◆ What the task requires: Put the rows below into a numbered list, starting at the line that contains "Using the image above, draw a bounding box around the cluster" and ending at the line that contains "[1029,521,1160,1021]". Leave out blank lines and include nothing outside that stretch.

-- Begin Provided entries --

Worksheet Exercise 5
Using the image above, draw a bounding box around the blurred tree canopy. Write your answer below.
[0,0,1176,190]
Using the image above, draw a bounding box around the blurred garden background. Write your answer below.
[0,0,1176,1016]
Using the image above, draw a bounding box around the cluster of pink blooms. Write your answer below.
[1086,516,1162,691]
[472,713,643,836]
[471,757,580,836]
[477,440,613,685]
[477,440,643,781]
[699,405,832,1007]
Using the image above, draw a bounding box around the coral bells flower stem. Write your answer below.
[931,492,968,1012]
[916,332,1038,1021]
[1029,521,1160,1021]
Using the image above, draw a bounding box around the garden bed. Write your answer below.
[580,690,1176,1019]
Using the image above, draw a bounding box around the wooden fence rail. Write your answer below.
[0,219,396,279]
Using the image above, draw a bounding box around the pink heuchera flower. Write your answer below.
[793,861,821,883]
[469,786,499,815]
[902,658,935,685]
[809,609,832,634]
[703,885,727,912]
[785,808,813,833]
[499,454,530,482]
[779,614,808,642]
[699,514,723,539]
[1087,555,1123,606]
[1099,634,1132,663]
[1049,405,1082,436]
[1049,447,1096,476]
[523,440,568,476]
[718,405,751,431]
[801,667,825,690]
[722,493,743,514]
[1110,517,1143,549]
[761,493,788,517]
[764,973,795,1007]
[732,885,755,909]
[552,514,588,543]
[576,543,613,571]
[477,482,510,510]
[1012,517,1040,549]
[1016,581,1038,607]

-- End Provided entries --

◆ Task answer:
1. Using the image above, draw a bounding box around the cluster of pink blooms. Write your answer below.
2. [1086,516,1162,691]
3. [472,713,643,836]
4. [471,757,580,836]
5. [477,440,613,685]
6. [477,440,643,781]
7. [699,405,832,1007]
8. Using the image above, draw a bounding box around the coral bells flower stem. Write your answer below.
9. [931,492,968,1012]
10. [916,332,1038,1021]
11. [1029,521,1160,1021]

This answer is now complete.